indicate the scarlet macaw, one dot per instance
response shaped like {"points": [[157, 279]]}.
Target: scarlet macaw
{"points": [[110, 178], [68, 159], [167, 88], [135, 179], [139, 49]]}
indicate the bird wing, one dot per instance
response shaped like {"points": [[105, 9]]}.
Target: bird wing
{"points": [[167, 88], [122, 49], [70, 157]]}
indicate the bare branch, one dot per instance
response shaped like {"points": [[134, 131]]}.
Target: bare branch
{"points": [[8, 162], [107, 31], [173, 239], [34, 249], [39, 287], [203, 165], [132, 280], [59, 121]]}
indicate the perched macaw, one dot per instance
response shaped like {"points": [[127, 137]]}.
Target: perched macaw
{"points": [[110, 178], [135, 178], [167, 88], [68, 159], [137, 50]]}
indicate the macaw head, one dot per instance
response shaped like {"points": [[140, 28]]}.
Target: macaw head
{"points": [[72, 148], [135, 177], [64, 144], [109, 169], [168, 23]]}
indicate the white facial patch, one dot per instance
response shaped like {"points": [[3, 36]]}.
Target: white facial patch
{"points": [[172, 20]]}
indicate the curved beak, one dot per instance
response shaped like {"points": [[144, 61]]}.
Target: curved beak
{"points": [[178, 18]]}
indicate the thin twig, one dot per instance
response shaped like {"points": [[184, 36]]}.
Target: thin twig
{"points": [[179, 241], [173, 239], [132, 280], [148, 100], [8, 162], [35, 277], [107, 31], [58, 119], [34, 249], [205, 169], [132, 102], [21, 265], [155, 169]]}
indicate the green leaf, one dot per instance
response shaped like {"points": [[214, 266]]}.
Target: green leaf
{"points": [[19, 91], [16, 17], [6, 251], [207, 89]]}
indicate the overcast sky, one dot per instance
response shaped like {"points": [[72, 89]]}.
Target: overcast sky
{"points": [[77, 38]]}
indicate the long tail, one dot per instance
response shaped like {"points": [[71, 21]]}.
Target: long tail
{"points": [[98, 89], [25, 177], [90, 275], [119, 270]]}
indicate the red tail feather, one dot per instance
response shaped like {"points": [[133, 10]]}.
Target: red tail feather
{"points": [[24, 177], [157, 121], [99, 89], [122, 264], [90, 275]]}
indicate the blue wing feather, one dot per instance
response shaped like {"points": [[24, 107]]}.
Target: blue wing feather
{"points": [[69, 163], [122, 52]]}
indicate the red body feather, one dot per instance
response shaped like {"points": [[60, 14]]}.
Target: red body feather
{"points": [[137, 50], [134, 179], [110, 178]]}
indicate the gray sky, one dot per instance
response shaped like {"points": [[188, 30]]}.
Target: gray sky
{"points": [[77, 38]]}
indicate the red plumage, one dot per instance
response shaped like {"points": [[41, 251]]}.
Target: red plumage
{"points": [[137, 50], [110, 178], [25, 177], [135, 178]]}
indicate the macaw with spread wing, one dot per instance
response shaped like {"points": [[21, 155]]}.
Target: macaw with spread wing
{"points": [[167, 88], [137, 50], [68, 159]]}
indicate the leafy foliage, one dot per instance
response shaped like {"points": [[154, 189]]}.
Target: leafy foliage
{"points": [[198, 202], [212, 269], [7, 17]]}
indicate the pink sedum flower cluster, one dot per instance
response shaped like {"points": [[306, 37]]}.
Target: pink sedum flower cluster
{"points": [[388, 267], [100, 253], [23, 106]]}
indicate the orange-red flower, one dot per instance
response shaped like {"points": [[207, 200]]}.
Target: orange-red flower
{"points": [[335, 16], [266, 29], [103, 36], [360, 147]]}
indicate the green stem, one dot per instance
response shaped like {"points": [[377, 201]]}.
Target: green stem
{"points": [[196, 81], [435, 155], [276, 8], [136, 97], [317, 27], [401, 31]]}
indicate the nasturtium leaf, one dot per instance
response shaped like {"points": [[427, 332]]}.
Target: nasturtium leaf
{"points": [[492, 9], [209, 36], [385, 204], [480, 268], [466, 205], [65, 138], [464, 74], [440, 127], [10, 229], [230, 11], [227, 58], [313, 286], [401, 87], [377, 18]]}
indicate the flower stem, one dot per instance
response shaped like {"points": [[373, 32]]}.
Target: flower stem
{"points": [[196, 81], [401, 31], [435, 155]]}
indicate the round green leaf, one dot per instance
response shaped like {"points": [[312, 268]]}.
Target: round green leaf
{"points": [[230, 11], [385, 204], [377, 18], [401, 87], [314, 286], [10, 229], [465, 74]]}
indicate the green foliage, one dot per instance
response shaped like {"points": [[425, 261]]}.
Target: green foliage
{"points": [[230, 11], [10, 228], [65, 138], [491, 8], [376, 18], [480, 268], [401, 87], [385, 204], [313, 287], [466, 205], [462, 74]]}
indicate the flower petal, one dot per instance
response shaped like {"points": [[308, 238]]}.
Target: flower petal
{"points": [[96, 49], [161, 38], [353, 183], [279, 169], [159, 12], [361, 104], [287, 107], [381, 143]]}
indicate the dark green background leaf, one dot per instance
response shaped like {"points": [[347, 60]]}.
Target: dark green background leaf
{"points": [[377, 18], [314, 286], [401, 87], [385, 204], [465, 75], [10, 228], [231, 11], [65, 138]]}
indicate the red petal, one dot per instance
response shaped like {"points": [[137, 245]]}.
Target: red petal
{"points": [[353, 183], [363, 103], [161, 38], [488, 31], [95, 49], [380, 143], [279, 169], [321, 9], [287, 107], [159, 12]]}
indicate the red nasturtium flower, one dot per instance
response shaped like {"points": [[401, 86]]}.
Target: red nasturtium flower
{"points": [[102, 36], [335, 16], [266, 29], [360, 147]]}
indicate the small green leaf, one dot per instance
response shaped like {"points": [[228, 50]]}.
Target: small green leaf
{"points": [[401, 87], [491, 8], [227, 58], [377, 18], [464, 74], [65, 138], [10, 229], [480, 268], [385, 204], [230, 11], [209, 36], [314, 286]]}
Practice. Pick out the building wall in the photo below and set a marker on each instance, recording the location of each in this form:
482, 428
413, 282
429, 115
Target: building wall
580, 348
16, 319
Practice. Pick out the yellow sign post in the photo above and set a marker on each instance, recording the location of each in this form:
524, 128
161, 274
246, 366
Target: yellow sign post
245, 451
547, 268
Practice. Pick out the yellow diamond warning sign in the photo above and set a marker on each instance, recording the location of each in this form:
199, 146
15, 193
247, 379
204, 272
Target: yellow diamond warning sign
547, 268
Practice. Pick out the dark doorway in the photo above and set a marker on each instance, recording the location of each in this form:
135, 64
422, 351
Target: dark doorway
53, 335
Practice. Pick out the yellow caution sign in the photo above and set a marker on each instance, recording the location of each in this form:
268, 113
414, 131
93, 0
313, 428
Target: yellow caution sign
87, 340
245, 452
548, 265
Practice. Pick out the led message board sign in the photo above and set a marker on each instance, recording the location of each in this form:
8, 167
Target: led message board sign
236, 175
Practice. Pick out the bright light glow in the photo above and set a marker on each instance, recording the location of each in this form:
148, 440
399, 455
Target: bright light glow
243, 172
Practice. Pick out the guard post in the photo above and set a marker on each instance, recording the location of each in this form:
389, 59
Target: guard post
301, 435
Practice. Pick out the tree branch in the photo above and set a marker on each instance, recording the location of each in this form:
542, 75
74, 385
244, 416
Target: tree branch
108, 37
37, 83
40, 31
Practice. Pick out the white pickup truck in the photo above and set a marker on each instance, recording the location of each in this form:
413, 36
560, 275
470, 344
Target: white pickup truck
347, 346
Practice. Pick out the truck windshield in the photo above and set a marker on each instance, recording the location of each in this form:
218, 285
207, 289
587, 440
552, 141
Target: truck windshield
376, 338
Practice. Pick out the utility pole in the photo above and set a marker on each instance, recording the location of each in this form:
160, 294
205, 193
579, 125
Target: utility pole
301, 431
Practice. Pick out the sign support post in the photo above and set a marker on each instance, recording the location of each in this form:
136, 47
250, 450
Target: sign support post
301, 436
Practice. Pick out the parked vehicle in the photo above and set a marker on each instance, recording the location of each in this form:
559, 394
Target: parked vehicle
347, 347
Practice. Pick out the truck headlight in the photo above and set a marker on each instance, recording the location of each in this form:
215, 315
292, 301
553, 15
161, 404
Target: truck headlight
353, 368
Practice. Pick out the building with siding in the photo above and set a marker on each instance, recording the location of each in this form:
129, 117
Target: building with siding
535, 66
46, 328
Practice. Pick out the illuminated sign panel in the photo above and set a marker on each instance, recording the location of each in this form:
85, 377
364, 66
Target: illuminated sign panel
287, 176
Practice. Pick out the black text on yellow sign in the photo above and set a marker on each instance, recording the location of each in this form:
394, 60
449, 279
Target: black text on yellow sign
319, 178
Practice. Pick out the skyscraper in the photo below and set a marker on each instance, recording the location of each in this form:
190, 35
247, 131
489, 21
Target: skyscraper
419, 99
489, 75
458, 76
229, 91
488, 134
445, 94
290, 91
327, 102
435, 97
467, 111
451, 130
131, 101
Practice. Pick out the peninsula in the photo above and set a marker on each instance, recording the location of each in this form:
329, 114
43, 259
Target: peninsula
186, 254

· · · ·

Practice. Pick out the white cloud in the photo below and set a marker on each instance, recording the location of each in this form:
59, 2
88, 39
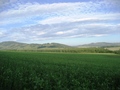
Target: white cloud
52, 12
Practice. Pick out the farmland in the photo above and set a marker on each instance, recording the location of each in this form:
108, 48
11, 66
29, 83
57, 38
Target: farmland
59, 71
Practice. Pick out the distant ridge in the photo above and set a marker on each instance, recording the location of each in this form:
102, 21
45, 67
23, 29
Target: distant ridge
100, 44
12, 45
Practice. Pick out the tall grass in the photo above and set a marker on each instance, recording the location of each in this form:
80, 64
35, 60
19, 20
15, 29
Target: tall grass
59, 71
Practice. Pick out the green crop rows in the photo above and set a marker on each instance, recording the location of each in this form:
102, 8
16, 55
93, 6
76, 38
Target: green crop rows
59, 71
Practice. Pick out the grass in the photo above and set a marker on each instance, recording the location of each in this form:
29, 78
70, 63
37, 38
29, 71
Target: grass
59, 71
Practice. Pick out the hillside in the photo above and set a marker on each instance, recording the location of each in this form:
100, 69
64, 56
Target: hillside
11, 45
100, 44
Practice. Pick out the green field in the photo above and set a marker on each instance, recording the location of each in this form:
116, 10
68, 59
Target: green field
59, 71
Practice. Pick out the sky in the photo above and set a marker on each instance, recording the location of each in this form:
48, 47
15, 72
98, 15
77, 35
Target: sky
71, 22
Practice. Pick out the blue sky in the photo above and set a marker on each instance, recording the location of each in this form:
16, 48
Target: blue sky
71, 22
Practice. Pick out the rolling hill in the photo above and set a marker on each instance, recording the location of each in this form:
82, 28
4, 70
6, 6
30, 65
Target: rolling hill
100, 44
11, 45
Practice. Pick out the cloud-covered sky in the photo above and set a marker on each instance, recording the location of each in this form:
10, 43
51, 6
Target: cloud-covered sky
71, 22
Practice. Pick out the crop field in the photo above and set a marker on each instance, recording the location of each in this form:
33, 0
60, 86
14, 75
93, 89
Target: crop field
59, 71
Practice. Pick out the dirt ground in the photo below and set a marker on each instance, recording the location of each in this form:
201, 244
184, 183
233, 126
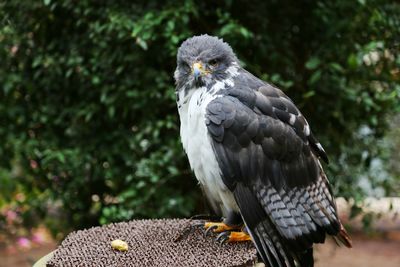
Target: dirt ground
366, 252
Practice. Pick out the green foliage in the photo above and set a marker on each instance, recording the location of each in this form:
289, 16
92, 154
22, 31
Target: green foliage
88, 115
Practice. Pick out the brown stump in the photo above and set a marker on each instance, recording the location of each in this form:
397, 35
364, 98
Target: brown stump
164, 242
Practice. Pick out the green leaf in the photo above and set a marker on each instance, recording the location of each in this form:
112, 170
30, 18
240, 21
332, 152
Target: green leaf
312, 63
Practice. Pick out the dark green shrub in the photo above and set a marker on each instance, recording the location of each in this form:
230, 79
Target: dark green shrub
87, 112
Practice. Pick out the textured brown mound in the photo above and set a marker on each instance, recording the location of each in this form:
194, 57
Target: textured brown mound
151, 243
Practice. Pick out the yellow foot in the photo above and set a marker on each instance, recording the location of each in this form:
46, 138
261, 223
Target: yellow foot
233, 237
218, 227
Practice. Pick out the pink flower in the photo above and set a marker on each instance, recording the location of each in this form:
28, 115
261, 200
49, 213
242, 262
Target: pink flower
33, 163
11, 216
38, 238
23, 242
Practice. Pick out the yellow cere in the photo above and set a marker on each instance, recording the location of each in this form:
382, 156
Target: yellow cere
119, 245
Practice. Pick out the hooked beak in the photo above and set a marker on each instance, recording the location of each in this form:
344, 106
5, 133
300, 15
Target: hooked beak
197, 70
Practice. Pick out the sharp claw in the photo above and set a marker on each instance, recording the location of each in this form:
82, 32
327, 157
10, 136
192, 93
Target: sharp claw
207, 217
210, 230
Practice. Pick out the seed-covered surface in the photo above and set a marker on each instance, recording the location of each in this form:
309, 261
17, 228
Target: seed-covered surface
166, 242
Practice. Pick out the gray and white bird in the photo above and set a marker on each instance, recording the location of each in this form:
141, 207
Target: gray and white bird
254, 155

· · · ·

WHAT IS REQUIRED
How many lines in the entries above contain the word "scarlet"? Reply with the number alone.

IN RESPONSE
2